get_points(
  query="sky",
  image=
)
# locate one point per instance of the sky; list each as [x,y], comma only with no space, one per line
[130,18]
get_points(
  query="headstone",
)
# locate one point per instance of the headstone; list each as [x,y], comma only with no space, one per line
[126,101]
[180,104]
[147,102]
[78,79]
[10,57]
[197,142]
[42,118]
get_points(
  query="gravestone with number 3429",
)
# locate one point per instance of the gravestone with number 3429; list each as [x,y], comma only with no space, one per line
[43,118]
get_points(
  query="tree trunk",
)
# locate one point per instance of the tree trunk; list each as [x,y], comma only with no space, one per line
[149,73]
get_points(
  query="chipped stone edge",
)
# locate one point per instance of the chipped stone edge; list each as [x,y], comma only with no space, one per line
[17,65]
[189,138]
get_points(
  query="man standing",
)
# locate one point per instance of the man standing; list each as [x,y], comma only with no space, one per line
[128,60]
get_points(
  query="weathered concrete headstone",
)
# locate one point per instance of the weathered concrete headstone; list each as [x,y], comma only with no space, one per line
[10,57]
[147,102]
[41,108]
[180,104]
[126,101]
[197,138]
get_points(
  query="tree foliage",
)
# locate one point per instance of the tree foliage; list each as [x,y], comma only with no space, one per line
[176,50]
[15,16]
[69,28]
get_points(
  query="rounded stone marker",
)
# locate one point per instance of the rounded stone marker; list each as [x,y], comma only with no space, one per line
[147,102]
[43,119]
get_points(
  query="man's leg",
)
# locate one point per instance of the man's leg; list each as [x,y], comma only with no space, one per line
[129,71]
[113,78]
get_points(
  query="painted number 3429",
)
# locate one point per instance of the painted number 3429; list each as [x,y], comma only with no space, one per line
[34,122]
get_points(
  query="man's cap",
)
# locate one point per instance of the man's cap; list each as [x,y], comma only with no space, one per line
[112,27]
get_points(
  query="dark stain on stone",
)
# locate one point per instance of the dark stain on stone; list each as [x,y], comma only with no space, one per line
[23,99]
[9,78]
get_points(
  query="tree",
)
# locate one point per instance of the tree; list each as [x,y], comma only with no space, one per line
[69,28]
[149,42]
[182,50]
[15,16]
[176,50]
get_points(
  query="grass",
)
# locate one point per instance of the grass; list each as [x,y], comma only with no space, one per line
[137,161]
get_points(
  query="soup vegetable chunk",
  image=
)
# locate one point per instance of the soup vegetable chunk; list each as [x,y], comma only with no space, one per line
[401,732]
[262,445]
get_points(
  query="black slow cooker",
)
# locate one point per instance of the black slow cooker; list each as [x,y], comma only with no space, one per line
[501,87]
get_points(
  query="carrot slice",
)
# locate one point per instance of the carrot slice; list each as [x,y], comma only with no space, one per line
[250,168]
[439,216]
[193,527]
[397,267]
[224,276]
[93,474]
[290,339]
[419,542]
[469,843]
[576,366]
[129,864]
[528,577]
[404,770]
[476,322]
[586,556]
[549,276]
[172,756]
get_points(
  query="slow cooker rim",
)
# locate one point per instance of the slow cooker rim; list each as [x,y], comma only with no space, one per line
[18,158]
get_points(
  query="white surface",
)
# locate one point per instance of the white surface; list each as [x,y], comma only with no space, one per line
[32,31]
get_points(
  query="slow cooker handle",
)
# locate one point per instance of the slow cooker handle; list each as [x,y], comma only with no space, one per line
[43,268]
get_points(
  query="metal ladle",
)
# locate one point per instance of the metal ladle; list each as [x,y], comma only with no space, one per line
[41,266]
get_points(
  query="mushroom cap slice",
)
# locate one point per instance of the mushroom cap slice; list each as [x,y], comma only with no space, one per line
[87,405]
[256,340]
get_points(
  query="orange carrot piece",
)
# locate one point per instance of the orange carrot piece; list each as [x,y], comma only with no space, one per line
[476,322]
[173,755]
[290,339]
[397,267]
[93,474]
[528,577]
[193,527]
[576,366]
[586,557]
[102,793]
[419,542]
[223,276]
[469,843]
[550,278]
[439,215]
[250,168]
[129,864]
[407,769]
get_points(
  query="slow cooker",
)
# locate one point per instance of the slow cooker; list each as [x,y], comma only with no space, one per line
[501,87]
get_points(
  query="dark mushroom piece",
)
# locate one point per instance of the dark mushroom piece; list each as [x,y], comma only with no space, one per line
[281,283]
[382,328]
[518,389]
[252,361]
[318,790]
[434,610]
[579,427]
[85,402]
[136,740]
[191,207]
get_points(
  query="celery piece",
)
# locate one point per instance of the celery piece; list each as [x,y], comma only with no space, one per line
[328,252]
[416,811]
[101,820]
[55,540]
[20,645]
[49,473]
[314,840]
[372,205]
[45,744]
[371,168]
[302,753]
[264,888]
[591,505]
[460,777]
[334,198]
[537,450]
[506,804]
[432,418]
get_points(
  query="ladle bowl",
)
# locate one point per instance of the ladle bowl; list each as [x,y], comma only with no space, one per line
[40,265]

...

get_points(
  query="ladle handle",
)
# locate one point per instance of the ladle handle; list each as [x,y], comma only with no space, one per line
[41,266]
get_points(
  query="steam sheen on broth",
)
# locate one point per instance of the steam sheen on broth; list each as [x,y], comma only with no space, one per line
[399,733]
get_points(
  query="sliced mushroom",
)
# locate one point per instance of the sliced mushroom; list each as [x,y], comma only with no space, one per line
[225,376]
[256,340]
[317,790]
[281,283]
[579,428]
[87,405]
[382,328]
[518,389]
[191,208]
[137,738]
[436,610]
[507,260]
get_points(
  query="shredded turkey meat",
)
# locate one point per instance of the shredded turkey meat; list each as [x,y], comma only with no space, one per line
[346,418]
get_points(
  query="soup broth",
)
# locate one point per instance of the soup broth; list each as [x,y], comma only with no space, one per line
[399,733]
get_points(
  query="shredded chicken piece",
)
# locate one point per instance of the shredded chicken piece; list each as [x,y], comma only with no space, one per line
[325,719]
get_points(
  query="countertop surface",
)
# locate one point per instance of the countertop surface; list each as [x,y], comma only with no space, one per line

Aim: Return each line from the rows above that contains the string "vegetable".

Solution:
  query="soup vegetable chunk",
# locate one point per instance of the soup vegetable chunk; list each as [x,y], comma only with no space, one per line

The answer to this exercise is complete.